──────── Exercise data ────────
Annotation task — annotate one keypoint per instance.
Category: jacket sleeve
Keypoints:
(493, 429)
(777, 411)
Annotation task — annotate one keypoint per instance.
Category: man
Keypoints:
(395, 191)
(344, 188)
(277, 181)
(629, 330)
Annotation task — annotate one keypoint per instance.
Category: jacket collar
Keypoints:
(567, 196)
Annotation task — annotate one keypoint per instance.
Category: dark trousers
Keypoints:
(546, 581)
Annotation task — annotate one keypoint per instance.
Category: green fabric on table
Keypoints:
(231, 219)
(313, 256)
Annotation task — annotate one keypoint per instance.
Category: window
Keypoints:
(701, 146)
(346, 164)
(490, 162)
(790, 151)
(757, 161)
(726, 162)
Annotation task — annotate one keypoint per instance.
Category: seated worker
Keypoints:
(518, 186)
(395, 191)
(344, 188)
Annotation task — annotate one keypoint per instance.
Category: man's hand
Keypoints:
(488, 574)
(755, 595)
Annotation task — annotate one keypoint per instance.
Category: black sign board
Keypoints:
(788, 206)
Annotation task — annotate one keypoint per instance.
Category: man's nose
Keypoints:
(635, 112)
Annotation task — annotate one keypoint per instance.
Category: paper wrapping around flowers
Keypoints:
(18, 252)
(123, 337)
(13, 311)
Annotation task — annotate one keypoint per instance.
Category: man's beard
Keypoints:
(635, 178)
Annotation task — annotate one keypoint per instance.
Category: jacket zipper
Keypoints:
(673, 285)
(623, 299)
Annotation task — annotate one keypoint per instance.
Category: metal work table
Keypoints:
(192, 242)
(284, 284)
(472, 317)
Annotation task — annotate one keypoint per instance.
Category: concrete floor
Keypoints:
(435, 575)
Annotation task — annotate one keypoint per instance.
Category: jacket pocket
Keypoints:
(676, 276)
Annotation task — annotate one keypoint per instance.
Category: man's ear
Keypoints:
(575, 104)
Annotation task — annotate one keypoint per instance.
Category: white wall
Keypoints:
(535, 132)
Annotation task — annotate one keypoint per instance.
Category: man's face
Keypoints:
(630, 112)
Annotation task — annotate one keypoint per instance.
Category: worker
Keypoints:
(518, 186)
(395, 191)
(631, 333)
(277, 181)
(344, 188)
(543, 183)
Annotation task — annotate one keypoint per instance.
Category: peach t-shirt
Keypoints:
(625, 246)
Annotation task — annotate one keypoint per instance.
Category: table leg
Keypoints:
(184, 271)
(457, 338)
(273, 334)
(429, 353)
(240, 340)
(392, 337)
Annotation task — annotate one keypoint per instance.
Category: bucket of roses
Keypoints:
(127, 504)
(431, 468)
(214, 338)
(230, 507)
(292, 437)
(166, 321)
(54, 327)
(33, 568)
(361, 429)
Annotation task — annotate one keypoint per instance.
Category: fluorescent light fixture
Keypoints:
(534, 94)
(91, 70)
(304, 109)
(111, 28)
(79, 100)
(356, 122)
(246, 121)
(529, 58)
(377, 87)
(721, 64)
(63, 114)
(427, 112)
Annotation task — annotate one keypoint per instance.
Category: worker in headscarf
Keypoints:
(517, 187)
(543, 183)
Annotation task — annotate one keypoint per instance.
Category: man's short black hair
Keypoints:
────────
## Instructions to follow
Return all the data above once more, precisely as given.

## Answer space
Annotation task — annotate one keypoint per instance.
Category: jacket sleeve
Keypoints:
(493, 429)
(777, 411)
Annotation task — annotate one keypoint per instance.
Category: man
Keypoints:
(395, 191)
(344, 188)
(277, 181)
(629, 330)
Annotation task — annotate one keypoint per instance.
Category: jacket collar
Keypoints:
(567, 196)
Annotation task — annotate one keypoint per instance.
Category: dark trousers
Keypoints:
(546, 581)
Annotation task — annotate one keypoint per instance.
Category: green fabric on table
Keypoints:
(231, 219)
(313, 256)
Annotation task — annotate one keypoint per instance.
Category: window
Keypoints:
(701, 146)
(346, 164)
(490, 162)
(790, 151)
(757, 161)
(726, 162)
Annotation task — annotate one keypoint per instance.
Category: seated worker
Keypoints:
(518, 186)
(395, 191)
(344, 188)
Annotation task — annotate one keypoint per instance.
Category: man's hand
Keypoints:
(488, 574)
(755, 595)
Annotation task — annotate one keypoint per instance.
Category: black sign board
Keypoints:
(788, 206)
Annotation task — annotate one keypoint per instance.
Category: man's nose
Keypoints:
(635, 112)
Annotation task — annotate one keypoint per instance.
Category: paper wrapping around flowers
Keypoints:
(18, 252)
(123, 337)
(13, 311)
Annotation task — annotate one keypoint per instance.
Category: man's beard
Keypoints:
(635, 178)
Annotation task — annotate one keypoint per instance.
Category: jacket zipper
Keypoints:
(673, 285)
(623, 299)
Annotation task — annotate one keypoint per instance.
Category: metal work table
Keypoints:
(192, 242)
(284, 284)
(472, 317)
Annotation task — annotate one keypoint per instance.
Category: concrete floor
Keypoints:
(435, 575)
Annotation task — annotate one keypoint per instance.
Category: jacket pocket
Keypoints:
(676, 276)
Annotation task — annotate one keypoint per instance.
Category: man's ear
Keypoints:
(575, 104)
Annotation task — annotate one keypoint per instance.
Category: white wall
Keypoints:
(535, 132)
Annotation task — annotate one keypoint per instance.
Category: man's face
Keypoints:
(630, 112)
Annotation task — annotate one keypoint per instance.
Category: worker
Keypoints:
(518, 186)
(395, 191)
(631, 333)
(277, 181)
(344, 188)
(543, 183)
Annotation task — annotate one keypoint per instance.
Category: peach t-shirt
Keypoints:
(625, 246)
Annotation task — annotate one keypoint per instance.
Category: table leg
Keypoints:
(184, 271)
(457, 338)
(273, 334)
(429, 353)
(240, 340)
(392, 337)
Annotation task — annotate one keypoint per instance.
Category: bucket of roses
Keypoints:
(127, 504)
(431, 468)
(214, 338)
(230, 507)
(292, 437)
(166, 321)
(54, 327)
(33, 568)
(361, 429)
Annotation task — annotate one keypoint per instance.
Category: fluorescent light fixture
Keypoints:
(534, 94)
(91, 70)
(304, 109)
(111, 28)
(79, 100)
(356, 122)
(246, 121)
(529, 58)
(377, 87)
(721, 64)
(63, 114)
(427, 112)
Annotation task — annotate one keypoint per instance.
Category: worker in headscarf
Keypoints:
(517, 187)
(543, 183)
Annotation task — annotate one keypoint per instance.
Category: man's short black hair
Keypoints:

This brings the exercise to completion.